El silencio se hace cada vez más insoportable. Sólo se escucha el ruido constante de la lluvia que parece haberse vuelto más espesa. Sin perder un instante, Basterra toma la cámara y empieza a disparar frenéticamente. Tal como pensaba, hoja por hoja, van apareciendo los informes y las listas. Víctor se encuentra con cientos de nombres de compañeros desaparecidos. Sus manos siguen húmedas, pero el pulso se mantiene firme. No se detiene. En total, gasta dos rollos.
De pronto, un portazo le corta la respiración. Está seguro que es Peyón. Debe haber dejado las llaves a propósito, a ver si caía. Desde hace un tiempo, el pequeño teniente con joroba inventó con él un juego. Cuando puede, se aparece por sorpresa en el laboratorio y empieza a hurgar por todos lados. Al no encontrar nada, le apunta a la cabeza y escupe con bronca la misma sentencia de siempre: “Un día te vas a equivocar, y yo voy a estar ahí para matarte”. Ahora, esas palabras no paran de retumbar en su cabeza.

Extractos de datos:
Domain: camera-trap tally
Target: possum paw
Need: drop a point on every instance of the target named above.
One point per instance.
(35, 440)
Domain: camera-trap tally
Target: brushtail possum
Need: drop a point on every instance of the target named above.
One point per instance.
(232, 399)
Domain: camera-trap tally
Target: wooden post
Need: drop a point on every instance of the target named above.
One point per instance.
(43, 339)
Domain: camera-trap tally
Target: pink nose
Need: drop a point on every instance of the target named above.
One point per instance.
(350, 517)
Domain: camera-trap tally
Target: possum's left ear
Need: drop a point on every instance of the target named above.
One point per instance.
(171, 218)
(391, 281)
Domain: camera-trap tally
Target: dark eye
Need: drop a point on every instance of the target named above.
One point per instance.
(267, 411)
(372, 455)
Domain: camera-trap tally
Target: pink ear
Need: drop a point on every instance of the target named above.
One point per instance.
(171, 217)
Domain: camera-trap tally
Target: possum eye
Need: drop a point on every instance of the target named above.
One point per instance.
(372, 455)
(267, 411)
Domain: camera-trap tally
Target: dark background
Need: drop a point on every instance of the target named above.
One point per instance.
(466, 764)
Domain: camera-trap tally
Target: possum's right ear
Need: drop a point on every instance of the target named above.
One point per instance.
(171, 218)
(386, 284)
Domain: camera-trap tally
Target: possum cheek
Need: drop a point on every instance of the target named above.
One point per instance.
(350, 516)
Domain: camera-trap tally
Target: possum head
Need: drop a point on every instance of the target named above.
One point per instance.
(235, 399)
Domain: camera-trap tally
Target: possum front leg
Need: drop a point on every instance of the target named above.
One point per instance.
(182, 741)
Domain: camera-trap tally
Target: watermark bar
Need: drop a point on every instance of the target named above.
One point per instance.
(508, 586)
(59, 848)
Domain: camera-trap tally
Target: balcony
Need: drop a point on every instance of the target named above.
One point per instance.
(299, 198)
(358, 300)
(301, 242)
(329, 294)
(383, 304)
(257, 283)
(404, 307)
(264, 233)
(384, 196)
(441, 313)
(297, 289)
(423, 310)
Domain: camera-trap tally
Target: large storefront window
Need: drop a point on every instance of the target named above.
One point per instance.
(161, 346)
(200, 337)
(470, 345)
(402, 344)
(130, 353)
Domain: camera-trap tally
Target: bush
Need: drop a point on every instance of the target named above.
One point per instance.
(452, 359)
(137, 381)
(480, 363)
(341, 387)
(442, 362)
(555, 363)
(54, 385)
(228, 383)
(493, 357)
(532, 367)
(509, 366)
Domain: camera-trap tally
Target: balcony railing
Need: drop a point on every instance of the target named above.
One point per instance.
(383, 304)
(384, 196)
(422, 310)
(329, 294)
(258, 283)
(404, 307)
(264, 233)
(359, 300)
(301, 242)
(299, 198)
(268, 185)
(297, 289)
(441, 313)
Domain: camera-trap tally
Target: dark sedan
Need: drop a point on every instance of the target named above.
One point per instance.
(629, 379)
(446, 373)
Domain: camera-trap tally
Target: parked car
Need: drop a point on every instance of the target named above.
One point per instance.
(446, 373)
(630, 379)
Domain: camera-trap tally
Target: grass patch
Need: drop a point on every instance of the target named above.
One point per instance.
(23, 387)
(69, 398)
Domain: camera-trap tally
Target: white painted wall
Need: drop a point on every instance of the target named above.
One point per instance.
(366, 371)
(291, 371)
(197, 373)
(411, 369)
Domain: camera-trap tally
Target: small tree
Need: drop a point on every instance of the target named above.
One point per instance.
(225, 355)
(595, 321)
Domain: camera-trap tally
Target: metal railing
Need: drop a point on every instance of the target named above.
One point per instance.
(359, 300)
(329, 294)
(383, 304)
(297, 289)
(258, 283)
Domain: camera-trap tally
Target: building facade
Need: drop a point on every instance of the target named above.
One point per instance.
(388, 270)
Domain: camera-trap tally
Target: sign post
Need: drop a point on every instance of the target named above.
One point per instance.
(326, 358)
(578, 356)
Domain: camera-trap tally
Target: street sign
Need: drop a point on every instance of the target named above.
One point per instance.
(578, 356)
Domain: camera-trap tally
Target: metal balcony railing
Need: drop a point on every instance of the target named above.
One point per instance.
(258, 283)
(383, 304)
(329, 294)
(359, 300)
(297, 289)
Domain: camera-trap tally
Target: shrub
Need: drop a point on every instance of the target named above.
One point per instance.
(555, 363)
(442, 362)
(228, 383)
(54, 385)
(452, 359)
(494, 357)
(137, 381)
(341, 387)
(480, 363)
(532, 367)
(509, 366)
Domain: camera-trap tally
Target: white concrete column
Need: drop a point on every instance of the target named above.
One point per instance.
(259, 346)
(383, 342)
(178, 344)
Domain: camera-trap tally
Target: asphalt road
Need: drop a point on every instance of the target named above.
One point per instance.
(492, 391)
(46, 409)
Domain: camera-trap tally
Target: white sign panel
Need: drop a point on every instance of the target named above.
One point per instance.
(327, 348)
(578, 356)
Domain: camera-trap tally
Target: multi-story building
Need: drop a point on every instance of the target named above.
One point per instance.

Instrucciones:
1 - Actualiza el pasaje del artículo que empieza con "El silencio se" y continúa hasta "gasta dos rollos.", poniendo "máquina de fotos" en lugar de "cámara".
2 - Según el artículo, ¿cuántos rollos gasta Basterra en total?
3 - Resume en menos palabras el párrafo del artículo que comienza con "De pronto, un portazo", conservando sus datos principales.

Soluciones:
1 -
El silencio se hace cada vez más insoportable. Sólo se escucha el ruido constante de la lluvia que parece haberse vuelto más espesa. Sin perder un instante, Basterra toma la máquina de fotos y empieza a disparar frenéticamente. Tal como pensaba, hoja por hoja, van apareciendo los informes y las listas. Víctor se encuentra con cientos de nombres de compañeros desaparecidos. Sus manos siguen húmedas, pero el pulso se mantiene firme. No se detiene. En total, gasta dos rollos.

2 - Dos rollos.

3 - Un portazo sobresalta a Basterra, seguro de que es Peyón, que habría dejado las llaves a propósito para ver si caía. Desde hace un tiempo, este pequeño teniente con joroba juega con él: aparece por sorpresa en el laboratorio, revisa todo y, al no encontrar nada, le apunta a la cabeza y le repite: “Un día te vas a equivocar, y yo voy a estar ahí para matarte”. Ahora esas palabras no dejan de retumbar en su cabeza.